* _EXTRACTED MATERIAL_:
• • •
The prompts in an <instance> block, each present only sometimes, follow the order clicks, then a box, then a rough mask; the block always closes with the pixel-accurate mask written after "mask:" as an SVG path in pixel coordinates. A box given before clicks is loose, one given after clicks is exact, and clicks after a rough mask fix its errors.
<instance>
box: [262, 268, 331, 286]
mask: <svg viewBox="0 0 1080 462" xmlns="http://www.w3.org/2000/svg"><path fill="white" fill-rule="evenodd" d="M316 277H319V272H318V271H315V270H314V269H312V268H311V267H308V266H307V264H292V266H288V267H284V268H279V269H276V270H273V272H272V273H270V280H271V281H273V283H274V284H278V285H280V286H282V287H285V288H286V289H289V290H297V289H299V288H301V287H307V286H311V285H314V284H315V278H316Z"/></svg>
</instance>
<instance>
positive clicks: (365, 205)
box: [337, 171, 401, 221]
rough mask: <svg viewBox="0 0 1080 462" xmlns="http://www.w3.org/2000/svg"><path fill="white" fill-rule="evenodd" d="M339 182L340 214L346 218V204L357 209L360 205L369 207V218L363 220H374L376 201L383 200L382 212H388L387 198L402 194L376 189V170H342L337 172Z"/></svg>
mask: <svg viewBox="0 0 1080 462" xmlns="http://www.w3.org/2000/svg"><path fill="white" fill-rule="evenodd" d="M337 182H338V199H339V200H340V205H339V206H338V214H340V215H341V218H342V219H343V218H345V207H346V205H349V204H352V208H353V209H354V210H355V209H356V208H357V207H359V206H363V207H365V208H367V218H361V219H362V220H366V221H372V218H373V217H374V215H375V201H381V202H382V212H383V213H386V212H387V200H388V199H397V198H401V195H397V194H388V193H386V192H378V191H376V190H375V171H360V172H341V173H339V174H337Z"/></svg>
• • •
* _DIRECTIONS FOR THIS TASK_: Output consists of exactly the lines from the one containing "</instance>" to the end of the records above, retyped without change and with nothing extra.

* _ANSWER BOX_:
</instance>
<instance>
positive clicks: (365, 205)
box: [337, 171, 401, 221]
rough mask: <svg viewBox="0 0 1080 462" xmlns="http://www.w3.org/2000/svg"><path fill="white" fill-rule="evenodd" d="M339 182L340 214L346 218V204L357 209L360 205L369 207V218L363 220H374L376 201L383 200L382 212H388L387 198L402 194L376 189V170H342L337 172Z"/></svg>
mask: <svg viewBox="0 0 1080 462" xmlns="http://www.w3.org/2000/svg"><path fill="white" fill-rule="evenodd" d="M337 182H338V199H339V200H340V205H339V206H338V214H340V215H341V218H342V219H343V218H345V207H346V205H349V204H352V208H353V209H354V210H355V209H356V208H357V207H359V206H363V207H365V208H367V218H361V219H362V220H366V221H372V218H373V217H374V215H375V201H381V202H382V212H383V213H386V212H387V200H388V199H397V198H401V195H397V194H388V193H386V192H378V191H376V190H375V171H360V172H341V173H339V174H337Z"/></svg>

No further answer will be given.